Online video is shaping the future of content marketing. The platform provides near-infinite reach and allows numerous creative opportunities for brands looking to target and engage specific audiences. Here, top industry professionals speak on ways to take advantage of the benefits of online video.
Imagine it’s 1931. You’re on a road trip and you chance upon a quaint little town you’ve never heard of. So you pick up your most trusted source for travel information: An instruction booklet on how to change and repair tires.
Strange as that may sound, that is exactly how the Michelin Guides and the ensuing, highly coveted Michelin Stars, got started.
The Michelin brothers understood that drivers didn’t just need tire-changing assistance. They needed inspiration to venture beyond their local streets, and travel across the country. After all, the further cars went, the more tires they would need replaced.
So the brothers filled the guide with everything a driver would need—destination ideas, detailed maps, and lists of recommended restaurants, lodging, and attractions.
Today, the Michelin Guide is a coveted endorsement of culinary excellence anywhere in the world. But back then, it was a fantastic piece of content marketing.
Be seen. And heard.
If content marketing was important back in 1931, imagine how imperative it is now. There are more than one billion smartphone users in Asia-Pacific1—that’s one billion people with an infinite number of choices of how to spend their time. The majority choose to watch videos on smartphones at least once a week.
With so much competition for our attention, we expect brands to earn it with messages that are personally engaging. Brands are realizing that the line between ads and content is blurring, and as Vipul Prakash, CMO at Pepsi India, points out, “Traditional advertising like TV isn’t alone able to hold people or get them to engage.”

★ ★ ★ ★ ★ ★ ★

- TASK A:
Using the text on online video, list everything the Michelin brothers filled their guide with.
The text on online video and the entries after it are unrelated material.

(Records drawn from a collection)
★ ★ ★ ★ ★ ★ ★

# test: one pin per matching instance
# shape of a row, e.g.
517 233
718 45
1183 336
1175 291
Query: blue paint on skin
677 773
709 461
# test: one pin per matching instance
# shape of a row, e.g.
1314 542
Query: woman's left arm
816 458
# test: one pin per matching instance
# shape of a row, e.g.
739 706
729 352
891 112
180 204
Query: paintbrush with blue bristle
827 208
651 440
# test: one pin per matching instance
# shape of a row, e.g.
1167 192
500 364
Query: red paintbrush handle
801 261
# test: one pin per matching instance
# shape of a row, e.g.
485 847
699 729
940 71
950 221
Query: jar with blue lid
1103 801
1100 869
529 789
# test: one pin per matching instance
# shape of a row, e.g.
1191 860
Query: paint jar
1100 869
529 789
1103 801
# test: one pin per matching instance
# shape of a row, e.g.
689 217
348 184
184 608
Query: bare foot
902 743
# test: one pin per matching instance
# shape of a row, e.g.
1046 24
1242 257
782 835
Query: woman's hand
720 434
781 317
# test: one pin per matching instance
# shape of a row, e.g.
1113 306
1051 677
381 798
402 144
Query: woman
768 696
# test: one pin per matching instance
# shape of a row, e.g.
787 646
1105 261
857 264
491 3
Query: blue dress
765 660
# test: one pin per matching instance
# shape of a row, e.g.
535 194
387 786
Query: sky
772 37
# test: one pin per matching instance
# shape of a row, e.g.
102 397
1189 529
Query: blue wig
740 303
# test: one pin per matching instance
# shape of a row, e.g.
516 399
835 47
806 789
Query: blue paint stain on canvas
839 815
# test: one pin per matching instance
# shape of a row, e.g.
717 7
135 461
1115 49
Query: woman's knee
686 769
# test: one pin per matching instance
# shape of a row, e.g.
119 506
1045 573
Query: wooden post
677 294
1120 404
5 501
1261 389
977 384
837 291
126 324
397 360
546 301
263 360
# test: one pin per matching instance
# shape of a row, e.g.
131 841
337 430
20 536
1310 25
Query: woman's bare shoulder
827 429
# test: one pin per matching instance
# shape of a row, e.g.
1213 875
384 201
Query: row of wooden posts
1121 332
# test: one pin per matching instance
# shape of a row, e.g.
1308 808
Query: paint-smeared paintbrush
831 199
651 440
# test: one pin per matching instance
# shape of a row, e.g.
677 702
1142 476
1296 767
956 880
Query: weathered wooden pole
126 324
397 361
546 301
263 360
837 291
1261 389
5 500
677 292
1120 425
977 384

★ ★ ★ ★ ★ ★ ★

- TASK B:
State how many lines of the entries contain the string "bare", with case counting, and give only the number.

- RESULT A:
Destination ideas; detailed maps; lists of recommended restaurants, lodging, and attractions.

- RESULT B:
2